● Task: Please show every line from the entries that carries the word "sweater".
Content starts
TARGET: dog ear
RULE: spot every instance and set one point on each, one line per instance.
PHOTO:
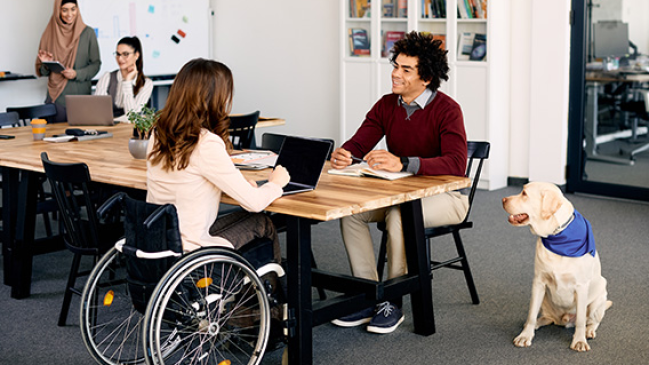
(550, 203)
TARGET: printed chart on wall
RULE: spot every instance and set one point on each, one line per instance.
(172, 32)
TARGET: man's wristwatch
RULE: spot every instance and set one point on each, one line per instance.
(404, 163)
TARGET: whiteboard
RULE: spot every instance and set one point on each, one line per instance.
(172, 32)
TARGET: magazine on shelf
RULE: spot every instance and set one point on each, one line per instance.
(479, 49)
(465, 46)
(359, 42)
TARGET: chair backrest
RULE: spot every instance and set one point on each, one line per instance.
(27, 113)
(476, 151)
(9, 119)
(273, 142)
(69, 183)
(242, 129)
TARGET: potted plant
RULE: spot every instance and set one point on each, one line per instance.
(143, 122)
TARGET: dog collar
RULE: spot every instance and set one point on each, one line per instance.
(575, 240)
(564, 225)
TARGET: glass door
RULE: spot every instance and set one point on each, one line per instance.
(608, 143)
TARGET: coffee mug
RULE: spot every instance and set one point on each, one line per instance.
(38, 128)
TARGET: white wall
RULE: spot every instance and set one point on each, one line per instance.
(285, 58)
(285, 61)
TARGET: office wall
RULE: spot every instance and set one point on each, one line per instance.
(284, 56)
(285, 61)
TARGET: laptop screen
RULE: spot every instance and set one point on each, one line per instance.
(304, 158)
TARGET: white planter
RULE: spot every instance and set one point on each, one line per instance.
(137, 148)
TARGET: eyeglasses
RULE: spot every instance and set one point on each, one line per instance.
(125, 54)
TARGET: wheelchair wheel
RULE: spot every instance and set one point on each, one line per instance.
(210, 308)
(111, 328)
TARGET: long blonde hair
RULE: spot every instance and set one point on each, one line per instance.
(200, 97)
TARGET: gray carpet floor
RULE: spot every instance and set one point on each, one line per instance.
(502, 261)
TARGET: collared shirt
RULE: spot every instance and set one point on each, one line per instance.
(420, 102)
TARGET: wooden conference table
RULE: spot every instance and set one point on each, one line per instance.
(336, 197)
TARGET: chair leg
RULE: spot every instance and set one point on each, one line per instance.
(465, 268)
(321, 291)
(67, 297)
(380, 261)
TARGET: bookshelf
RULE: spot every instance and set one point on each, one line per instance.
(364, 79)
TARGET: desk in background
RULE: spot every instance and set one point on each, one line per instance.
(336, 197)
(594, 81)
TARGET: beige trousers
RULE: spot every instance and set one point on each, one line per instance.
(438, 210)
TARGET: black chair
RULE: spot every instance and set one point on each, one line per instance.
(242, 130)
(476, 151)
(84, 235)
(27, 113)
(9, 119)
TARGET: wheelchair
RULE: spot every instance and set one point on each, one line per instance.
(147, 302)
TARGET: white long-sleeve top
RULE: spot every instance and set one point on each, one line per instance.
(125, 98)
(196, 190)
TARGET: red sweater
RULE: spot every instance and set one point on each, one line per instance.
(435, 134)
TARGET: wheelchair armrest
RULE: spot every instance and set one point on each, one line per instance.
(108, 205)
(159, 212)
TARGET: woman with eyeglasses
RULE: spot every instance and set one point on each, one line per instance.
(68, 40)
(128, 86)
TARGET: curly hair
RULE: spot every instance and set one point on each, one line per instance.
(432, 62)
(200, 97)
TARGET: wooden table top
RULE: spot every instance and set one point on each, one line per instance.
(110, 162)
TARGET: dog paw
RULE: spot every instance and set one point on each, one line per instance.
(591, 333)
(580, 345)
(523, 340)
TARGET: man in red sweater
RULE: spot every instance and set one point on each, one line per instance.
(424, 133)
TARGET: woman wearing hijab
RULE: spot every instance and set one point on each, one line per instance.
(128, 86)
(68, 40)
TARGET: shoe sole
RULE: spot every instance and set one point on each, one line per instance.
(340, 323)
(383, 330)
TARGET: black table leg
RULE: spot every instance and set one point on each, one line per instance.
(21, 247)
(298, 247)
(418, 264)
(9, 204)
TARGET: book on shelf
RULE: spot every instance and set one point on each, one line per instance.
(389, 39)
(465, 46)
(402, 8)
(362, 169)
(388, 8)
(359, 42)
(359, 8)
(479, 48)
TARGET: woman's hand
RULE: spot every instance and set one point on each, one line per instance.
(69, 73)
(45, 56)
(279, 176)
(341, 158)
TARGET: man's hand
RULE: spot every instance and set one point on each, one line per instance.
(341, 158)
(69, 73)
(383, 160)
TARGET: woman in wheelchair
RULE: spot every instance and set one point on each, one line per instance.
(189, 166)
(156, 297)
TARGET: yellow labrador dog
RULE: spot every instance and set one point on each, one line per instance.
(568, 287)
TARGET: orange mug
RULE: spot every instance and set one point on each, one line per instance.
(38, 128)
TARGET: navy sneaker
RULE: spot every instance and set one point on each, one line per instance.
Content ends
● Answer section:
TARGET: red sweater
TARGET: man in red sweater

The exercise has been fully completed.